> TEXT SEGMENT
Start of Block

Because I have the map I have, I believe that the treasure is over here. The non-epistemic generator of that belief is who my mother was. If I had a different mother I would have a different map and a different belief. Your map says the treasure is over there.
To find the treasure, I follow my map. An outsider notices that I am following a map that I know I am only following for non-epistemic reasons and that I have Moorean confusion. Perhaps so. But I cannot follow your map, because I don’t have it. So it’s best to follow my map.
If we shared our maps perhaps we could find the treasure more quickly and split it between us. But maybe it is hard to share the map. Maybe I don’t trust you not to defect. Maybe it is a zero-sum treasure. In pirate stories it is rarely so simple.
Similarly, Alice is a committed Christian and knows this is because she was raised to be Christian. If she was raised Muslim she would be a committed Muslim, and she knows this too. But her Christian “map” is really good and her Muslim “map” is a sketch from an hour long world religions class taught by a Confucian. It’s rational to continue to use her Christian map even if the evidence indicates that Islam has higher probability of truth.
I anticipate the reply that Alice can by all means follow her Christian map as long as it is the most useful map she had, but she should not mistake the map for the territory. This is an excellent thought. It is also thousands of years old and already part of Alice’s map.
Many of my beliefs have the non-epistemic generator “I was bored one afternoon (and started reading LessWrong)”. It is very easy to recognize the non-epistemic generator of my belief and also have it. My confusion is how anyone could not recognize the same thing.
I agree that the latter two examples have Moorean vibes, but I don’t think they strictly speaking can be classified as such (especially the last one). (Perhaps you are not saying this?) They could just be understood as instances of modus tollens, where the irrationality is not that they recognize that their belief has a non-epistemic generator, but rather that they have an absurdly high credence in ¬Q, i.e. “my parents wouldn’t be wrong” and “philosophers could/should not be out of jobs”.
“I know that they are a bad influence on me, but I still want to be with them.”
It’s totally valid statement, “I lose some value here in one way, but gain some value in another, and resulting sum is positive.”

End of Block

> DATA FOR REVIEW
Start of Block

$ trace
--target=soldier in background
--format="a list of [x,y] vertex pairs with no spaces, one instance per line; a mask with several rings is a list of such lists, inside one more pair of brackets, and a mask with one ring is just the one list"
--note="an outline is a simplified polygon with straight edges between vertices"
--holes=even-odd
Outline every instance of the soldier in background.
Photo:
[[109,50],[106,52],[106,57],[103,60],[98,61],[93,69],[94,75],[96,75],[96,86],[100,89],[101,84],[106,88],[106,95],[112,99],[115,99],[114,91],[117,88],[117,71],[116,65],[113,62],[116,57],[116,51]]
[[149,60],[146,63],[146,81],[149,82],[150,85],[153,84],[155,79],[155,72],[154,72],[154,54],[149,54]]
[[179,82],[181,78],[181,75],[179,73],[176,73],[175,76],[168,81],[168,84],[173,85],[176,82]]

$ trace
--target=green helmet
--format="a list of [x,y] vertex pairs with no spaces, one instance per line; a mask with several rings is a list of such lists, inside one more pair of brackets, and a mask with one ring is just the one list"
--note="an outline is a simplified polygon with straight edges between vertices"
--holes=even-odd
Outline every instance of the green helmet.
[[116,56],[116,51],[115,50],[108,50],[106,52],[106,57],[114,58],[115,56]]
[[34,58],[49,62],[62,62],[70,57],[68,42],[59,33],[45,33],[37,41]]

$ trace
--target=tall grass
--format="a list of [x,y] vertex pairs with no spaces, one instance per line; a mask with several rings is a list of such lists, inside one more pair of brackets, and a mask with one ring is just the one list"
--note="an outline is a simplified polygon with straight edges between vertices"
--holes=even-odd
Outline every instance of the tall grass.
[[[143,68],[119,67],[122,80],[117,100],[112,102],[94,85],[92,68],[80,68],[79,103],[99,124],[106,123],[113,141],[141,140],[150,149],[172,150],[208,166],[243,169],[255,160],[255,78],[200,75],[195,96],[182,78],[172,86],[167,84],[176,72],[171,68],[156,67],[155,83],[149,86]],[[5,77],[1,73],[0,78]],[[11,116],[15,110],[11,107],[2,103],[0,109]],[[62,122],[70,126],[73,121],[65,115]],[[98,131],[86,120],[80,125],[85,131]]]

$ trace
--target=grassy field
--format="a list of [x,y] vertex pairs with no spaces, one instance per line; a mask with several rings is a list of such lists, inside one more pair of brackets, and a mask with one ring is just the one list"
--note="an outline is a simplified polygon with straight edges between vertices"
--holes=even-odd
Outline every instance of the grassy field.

End of Block

> ACTIVITY 1
The forum thread on belief maps gives some possible reasons why two people might not share their treasure maps. List them all.
> ACTIVITY 2
Resume the forum thread on belief maps and non-epistemic generators, starting after its last sentence.

> RESPONSE AREA 1
- It may be hard to share the map.
- I may not trust you not to defect.
- It may be a zero-sum treasure.

> RESPONSE AREA 2
I know that the analogy is not in any way precise, but… isn’t the whole Alignment problem, metaphorically, an attempt to resolve a Moorean statement?
“I know that the humans forced to smile are not happy (and I know all the mistakes they’ve made while programming me, I know what they should’ve done instead), but I don’t believe that they are not happy.”
Here’s an interesting bit from wikipedia:
https://en.wikipedia.org/wiki/Moore%27s_paradox#Proposed_explanations
Doesn’t “solving Alignment” mean creating some sort of “Transparency Condition”? Maybe such conditions are the key to having a human-like consciousness and ability to think about your own goals.
These are different senses of “happy.” It should really read:
They’re different concepts, so there’s no strangeness here. The AGI knows what you meant to do, it just cares about the different thing you accidently instilled in it, and so doesn’t care about what you wanted.
I know that there’s no strangeness from the formal point of view. But it doesn’t mean there’s no strangeness in general. Or that the situation isn’t similar to the Moore paradox. Your examples are not 100% Moore statements too. Isn’t the point of the discussion to find interesting connections between Moore paradox and other things?
I know that the classical way to formulate it is “AI knows, but doesn’t care”.
I thought it may be interesting to formulate it as “AI knows, but doesn’t believe”. It may be interesting to think for what type of AI this formulation may be true. For such AI alignment would mean resolving the Moore paradox. For example, imagine an AI with a very strong OCD to make people smile.